*Directions for this task*.
In the passage below about Bruce's sermons, what context does Bruce place his whole discussion of the sacraments in?

**** Page extract

The Christian Heritage edition of these sermons is a reprint of the 1958 English translation of the work by Thomas F. Torrance (1913–2007). Torrance provides an introduction to the work, describing briefly Bruce’s life and work. Although helpful in terms of its biographical information, the introduction should be read with discernment since in it Torrance espouses the “Calvin vs. the Calvinists” thesis that has been so ably challenged by scholars such as Richard Muller, Paul Helm, and Carl Trueman.
The five sermons in the book cover a wide range of issues. In the first sermon, Bruce deals with the sacraments in general. He places his entire discussion in the context of union with Christ, saying, “There is nothing in this world, or out of this world, more to be wished by everyone of you than to be conjoined with Jesus Christ, and once for all made one with Him, the God of glory.” God brings about this union by means of the Word and the sacraments. Bruce devotes this first sermon to an examination of four fundamental questions: 1) the meaning of the sacramental sign; 2) the meaning of the thing signified; 3) the union of the sign and the thing signified; and 4) the different ways the sign and the thing signified are given and received.

********
**** Records provided

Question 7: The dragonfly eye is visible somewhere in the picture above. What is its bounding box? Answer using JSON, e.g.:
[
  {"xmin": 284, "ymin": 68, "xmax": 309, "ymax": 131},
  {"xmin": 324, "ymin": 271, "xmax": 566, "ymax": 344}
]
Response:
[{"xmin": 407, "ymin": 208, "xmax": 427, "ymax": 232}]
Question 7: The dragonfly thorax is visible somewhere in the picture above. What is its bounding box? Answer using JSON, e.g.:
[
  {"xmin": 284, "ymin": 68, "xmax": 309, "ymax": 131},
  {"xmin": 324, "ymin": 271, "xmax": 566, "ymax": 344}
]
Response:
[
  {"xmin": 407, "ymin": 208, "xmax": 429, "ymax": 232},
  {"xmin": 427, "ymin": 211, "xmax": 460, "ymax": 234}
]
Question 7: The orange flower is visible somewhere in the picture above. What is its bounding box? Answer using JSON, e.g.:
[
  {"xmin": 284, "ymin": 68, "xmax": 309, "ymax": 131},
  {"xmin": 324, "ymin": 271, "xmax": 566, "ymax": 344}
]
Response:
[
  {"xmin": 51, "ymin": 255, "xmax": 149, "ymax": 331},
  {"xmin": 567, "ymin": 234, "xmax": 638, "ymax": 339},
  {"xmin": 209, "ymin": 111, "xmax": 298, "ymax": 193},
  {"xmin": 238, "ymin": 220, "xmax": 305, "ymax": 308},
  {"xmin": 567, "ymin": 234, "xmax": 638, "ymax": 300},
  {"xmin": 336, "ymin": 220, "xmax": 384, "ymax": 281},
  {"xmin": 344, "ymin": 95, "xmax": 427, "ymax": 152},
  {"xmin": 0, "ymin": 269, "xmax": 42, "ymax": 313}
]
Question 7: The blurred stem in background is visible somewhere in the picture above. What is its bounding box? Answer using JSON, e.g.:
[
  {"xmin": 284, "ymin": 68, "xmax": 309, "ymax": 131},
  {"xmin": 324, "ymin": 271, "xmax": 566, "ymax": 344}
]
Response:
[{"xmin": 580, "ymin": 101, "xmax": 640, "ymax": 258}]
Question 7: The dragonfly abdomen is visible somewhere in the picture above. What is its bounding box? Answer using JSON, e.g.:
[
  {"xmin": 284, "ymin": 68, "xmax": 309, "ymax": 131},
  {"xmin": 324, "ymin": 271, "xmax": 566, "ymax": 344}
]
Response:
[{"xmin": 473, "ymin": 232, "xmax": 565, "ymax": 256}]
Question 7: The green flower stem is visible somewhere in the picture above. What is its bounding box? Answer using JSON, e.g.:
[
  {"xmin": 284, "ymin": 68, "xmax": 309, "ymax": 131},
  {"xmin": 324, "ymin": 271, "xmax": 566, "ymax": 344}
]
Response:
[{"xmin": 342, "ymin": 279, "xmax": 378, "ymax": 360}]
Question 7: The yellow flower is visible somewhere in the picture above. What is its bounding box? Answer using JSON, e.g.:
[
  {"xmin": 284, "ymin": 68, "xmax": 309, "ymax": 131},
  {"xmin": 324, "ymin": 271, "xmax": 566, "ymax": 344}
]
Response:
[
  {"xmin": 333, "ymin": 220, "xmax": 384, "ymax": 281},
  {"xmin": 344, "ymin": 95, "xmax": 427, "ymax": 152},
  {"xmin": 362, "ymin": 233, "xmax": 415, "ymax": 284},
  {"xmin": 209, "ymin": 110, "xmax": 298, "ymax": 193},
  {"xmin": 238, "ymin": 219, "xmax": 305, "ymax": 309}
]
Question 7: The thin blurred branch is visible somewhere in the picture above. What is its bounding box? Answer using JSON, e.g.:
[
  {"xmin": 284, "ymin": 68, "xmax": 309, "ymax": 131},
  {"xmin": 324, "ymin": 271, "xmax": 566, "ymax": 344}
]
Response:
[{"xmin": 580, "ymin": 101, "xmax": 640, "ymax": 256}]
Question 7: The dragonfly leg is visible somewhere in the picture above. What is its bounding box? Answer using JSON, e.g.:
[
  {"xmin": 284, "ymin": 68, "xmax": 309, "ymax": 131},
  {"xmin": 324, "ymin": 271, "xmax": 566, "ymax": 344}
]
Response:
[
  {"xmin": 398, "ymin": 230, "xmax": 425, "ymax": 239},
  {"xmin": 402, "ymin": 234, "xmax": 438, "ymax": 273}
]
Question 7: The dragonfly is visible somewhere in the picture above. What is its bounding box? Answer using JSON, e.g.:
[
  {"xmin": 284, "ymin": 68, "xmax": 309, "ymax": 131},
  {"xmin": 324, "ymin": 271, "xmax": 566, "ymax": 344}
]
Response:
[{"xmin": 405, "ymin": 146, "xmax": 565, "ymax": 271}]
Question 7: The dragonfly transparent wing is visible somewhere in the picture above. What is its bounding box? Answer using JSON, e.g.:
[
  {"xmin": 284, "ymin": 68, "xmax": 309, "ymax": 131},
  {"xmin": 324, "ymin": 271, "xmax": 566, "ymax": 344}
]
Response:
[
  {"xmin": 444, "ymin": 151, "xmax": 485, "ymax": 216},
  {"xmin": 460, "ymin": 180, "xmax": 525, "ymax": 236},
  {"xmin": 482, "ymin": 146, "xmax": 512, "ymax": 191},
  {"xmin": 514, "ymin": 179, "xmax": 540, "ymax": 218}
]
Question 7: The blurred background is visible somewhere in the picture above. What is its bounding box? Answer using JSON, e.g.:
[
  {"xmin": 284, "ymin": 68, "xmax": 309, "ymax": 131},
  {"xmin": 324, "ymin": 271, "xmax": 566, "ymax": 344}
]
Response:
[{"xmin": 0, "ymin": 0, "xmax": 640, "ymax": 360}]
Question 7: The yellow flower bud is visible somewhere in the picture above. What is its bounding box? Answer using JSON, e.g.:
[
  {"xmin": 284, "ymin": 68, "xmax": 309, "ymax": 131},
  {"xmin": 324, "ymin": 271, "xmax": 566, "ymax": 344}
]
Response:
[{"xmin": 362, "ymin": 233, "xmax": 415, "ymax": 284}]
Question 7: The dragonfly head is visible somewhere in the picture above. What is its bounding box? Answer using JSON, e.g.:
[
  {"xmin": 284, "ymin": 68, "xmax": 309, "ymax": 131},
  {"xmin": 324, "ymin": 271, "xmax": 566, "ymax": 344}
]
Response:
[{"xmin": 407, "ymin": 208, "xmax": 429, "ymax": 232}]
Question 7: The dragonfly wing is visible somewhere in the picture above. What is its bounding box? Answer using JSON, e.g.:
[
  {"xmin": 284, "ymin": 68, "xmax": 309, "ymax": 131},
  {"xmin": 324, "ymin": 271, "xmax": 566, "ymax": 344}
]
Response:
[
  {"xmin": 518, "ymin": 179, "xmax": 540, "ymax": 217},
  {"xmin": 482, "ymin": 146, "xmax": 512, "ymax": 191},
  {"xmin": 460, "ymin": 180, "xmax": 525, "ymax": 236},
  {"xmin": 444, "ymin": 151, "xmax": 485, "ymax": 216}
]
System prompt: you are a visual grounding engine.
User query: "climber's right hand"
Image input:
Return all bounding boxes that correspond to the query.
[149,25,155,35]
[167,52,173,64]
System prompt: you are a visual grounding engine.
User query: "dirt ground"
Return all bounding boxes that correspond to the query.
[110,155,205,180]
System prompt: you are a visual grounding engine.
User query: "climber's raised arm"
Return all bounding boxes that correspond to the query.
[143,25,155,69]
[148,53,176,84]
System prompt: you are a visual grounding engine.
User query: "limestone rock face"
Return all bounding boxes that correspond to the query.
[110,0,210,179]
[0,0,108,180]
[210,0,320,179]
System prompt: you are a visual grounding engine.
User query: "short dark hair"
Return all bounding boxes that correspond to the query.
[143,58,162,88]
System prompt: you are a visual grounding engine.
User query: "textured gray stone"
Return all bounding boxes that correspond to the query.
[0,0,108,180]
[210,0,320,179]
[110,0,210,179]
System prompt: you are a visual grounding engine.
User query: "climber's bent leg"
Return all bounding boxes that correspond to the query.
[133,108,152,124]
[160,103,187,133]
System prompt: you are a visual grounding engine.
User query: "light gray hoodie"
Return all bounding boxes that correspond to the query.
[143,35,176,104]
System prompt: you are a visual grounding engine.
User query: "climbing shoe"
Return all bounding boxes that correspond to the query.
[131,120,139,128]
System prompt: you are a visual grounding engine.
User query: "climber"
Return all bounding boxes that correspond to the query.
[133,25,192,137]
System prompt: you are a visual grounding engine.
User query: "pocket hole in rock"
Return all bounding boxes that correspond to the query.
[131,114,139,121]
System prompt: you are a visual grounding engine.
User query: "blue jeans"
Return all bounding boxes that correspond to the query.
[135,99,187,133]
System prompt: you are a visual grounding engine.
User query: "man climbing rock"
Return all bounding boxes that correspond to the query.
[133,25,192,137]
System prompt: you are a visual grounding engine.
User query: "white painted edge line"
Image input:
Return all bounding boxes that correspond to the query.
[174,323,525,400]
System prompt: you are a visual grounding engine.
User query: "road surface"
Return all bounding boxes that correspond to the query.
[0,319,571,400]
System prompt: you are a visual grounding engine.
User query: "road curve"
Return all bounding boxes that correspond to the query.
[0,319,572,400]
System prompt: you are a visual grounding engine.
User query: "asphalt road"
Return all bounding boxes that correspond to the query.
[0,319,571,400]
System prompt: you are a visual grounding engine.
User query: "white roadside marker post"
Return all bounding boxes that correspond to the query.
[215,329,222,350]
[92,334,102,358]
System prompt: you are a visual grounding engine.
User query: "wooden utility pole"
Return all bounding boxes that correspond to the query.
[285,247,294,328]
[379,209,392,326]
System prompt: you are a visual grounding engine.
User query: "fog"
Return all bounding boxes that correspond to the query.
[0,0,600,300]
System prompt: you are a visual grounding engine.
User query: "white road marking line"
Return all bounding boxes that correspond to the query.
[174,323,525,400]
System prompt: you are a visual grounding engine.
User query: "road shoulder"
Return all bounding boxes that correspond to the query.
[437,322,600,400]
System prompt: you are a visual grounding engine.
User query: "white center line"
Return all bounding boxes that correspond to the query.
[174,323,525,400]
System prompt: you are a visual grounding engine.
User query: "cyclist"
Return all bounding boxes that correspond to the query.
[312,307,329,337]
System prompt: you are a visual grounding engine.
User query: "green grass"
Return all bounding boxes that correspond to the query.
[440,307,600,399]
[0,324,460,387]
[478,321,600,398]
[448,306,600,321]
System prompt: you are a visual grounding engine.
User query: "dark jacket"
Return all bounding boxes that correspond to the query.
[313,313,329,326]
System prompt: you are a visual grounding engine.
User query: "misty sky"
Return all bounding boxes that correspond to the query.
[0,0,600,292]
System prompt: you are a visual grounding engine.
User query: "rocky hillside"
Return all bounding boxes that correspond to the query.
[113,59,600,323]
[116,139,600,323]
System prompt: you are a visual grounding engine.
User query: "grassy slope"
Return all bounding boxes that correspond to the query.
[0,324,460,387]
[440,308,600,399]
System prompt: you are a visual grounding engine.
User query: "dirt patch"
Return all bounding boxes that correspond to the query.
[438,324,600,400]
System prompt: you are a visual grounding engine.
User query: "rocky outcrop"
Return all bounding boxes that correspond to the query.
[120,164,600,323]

********

*Response area*.
The context of union with Christ.